Extract:
>>>
We used a change localization task to assess visual WM capacity. Our version of this task16 presents participants with an array of 4 colored squares, each with a visual angle of 0.7° × 0.7°. The stimuli are arranged around an invisible circle with a radius of 3° for 100 ms, with 1 square in each quadrant of the screen and at least 2.33° of visual angle separation from the next square. The 4 squares disappear from the screen, then reappear 900 ms later, with 1 square having changed color. Participants identify which square changed by clicking on it. This task provides an estimate of the participant’s visual WM capacity, or K score, using the formula K = accuracy (ranging from 0.00 to 1.0) × set size (for this task, 4). We have previously shown that performance of PSZ is not limited by the brief stimulus durations in this task.17
Neuropsychological and Symptom Measures.
Participants were administered the Wide Range Achievement Test reading subtest,18 Wechsler Test of Adult Reading,19 Wechsler Abbreviated Scale of Intelligence (WASI),20 and the MATRICS Consensus Cognitive Battery (MCCB).21,22 Symptom severity was assessed with the Brief Psychiatric Rating Scale 23 and the Scale for the Assessment of Negative Symptoms.24
Data Analysis.
Nonparametric tests were used in the basic between-group comparisons on the UFOV. We used Pearson correlations as well as a series of partial correlations to examine the relationships among UFOV, WM capacity, IQ, and MCCB performance.
Results
Demographic Variables
Participant demographic information is presented in table 1. HCS and PSZ were matched on all variables except personal education, which was lower for PSZ, t(100) = 4.29, P < .01, consistent with disease onset in early adulthood.
UFOV Performance
Figure 2 shows the mean display time thresholds for each group for the 3 UFOV subtests, and figure 3 presents histograms showing the threshold distributions. Many HCS achieved the lowest possible threshold in the Masked Discrimination and Divided Attention subtests, leading to highly skewed distributions, which Shapiro-Wilk tests confirmed were non-normal (P<.0001 for each). Therefore, we used Mann-Whitney U tests to compare HCS and PSZ. These differed significantly in all 3 subtests: Masked Discrimination U = 3.78, P< .001; Divided Attention U = 5.71, P< .001; and Divided + Selective Attention U = 5.52, P< .001. The effect sizes (Cohen’s d) associated with these differences were 0.70 for Masked Discrimination, 1.33 for Divided Attention, and 1.31 for Divided + Selective Attention.
Fig. 2.
Mean threshold (±standard error of the mean) on each Useful Field of View subtask in people with schizophrenia (PSZ) and healthy control subjects (HCS).
Fig. 3.
Distributions of thresholds in the 3 Useful Field of View subtests.
To examine the pattern of performance across subtests, we first computed the difference between performance of the Divided Attention and Masked Discrimination subtests for each subject and compared these difference scores between groups. We found a significant difference, U = 5.38, P< .001, indicating that PSZ were significantly more impaired than HCS by the addition of a peripheral task. We then computed the difference between the Divided Attention and Divided + Selective Attention subtests. This difference score was not significantly different between groups, U = −1.09, P= .28. Thus, although the Divided + Selective Attention task was more difficult than the Divided Attention task, the resulting performance impairment by the added selective attention component was no larger in PSZ than in HCS. These results are consistent with prior research showing that PSZ are not disproportionately impaired in many selective attention experiments.25,26
WM Capacity and Correlations
As in prior studies,6,16,17 WM capacity (quantified as K) was reduced in PSZ (mean K= 2.37) compared with HCS (mean K= 2.87). This effect was large (d = 0.95) and significant, t(100)= 4.64, P< .001.
<<<
Recorded data:
>>>
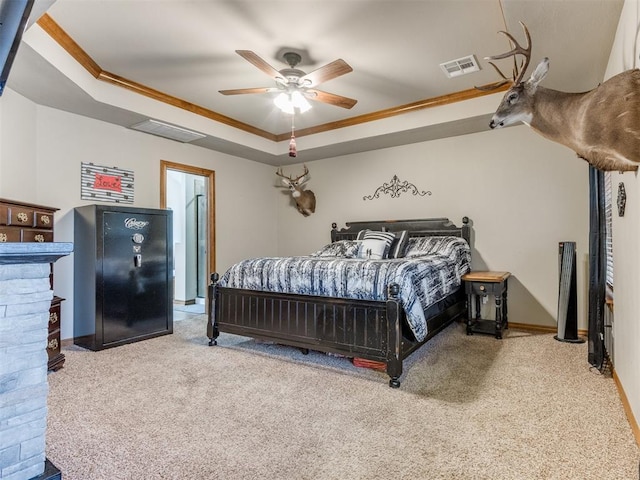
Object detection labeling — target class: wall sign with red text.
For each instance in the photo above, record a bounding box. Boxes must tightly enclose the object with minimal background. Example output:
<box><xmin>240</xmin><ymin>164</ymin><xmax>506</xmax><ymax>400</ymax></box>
<box><xmin>80</xmin><ymin>162</ymin><xmax>133</xmax><ymax>203</ymax></box>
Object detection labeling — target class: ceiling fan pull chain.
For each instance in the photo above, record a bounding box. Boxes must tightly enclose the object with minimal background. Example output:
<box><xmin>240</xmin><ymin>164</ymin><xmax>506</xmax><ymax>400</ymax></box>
<box><xmin>289</xmin><ymin>115</ymin><xmax>298</xmax><ymax>157</ymax></box>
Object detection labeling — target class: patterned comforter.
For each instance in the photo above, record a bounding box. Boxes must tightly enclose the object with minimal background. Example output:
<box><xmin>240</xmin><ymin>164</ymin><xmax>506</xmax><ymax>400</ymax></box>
<box><xmin>219</xmin><ymin>237</ymin><xmax>471</xmax><ymax>341</ymax></box>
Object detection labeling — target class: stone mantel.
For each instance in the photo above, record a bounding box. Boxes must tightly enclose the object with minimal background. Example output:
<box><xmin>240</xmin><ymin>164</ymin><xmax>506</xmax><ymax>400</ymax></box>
<box><xmin>0</xmin><ymin>242</ymin><xmax>73</xmax><ymax>265</ymax></box>
<box><xmin>0</xmin><ymin>242</ymin><xmax>73</xmax><ymax>480</ymax></box>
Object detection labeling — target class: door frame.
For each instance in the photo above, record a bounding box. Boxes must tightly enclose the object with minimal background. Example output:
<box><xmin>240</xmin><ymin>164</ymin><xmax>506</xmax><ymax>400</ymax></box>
<box><xmin>160</xmin><ymin>160</ymin><xmax>216</xmax><ymax>283</ymax></box>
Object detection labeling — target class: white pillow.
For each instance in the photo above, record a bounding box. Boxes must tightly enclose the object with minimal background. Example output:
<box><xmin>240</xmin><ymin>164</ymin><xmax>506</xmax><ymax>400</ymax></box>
<box><xmin>358</xmin><ymin>239</ymin><xmax>387</xmax><ymax>260</ymax></box>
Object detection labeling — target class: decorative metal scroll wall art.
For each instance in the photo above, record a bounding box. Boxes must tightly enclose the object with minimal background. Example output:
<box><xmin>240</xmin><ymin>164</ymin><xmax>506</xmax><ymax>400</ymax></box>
<box><xmin>80</xmin><ymin>162</ymin><xmax>133</xmax><ymax>203</ymax></box>
<box><xmin>618</xmin><ymin>182</ymin><xmax>627</xmax><ymax>217</ymax></box>
<box><xmin>362</xmin><ymin>175</ymin><xmax>431</xmax><ymax>200</ymax></box>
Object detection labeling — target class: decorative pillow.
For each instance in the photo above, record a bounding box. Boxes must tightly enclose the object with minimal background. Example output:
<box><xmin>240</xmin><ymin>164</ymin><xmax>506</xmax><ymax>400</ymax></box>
<box><xmin>388</xmin><ymin>230</ymin><xmax>409</xmax><ymax>258</ymax></box>
<box><xmin>310</xmin><ymin>240</ymin><xmax>360</xmax><ymax>258</ymax></box>
<box><xmin>358</xmin><ymin>230</ymin><xmax>396</xmax><ymax>258</ymax></box>
<box><xmin>358</xmin><ymin>238</ymin><xmax>388</xmax><ymax>260</ymax></box>
<box><xmin>404</xmin><ymin>236</ymin><xmax>468</xmax><ymax>258</ymax></box>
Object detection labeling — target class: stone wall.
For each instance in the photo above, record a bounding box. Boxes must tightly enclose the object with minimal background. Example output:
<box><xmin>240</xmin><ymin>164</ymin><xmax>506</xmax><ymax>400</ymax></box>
<box><xmin>0</xmin><ymin>263</ymin><xmax>53</xmax><ymax>480</ymax></box>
<<<
Work task 1:
In the study extract, what was the mean K for PSZ and for HCS?
Work task 2:
Write out the stretch of the study extract from "Nonparametric tests were" through "in early adulthood.".

Output 1:
PSZ had a mean K of 2.37, and HCS had a mean K of 2.87.

Output 2:
Nonparametric tests were used in the basic between-group comparisons on the UFOV. We used Pearson correlations as well as a series of partial correlations to examine the relationships among UFOV, WM capacity, IQ, and MCCB performance.
Results
Demographic Variables
Participant demographic information is presented in table 1. HCS and PSZ were matched on all variables except personal education, which was lower for PSZ, t(100) = 4.29, P < .01, consistent with disease onset in early adulthood.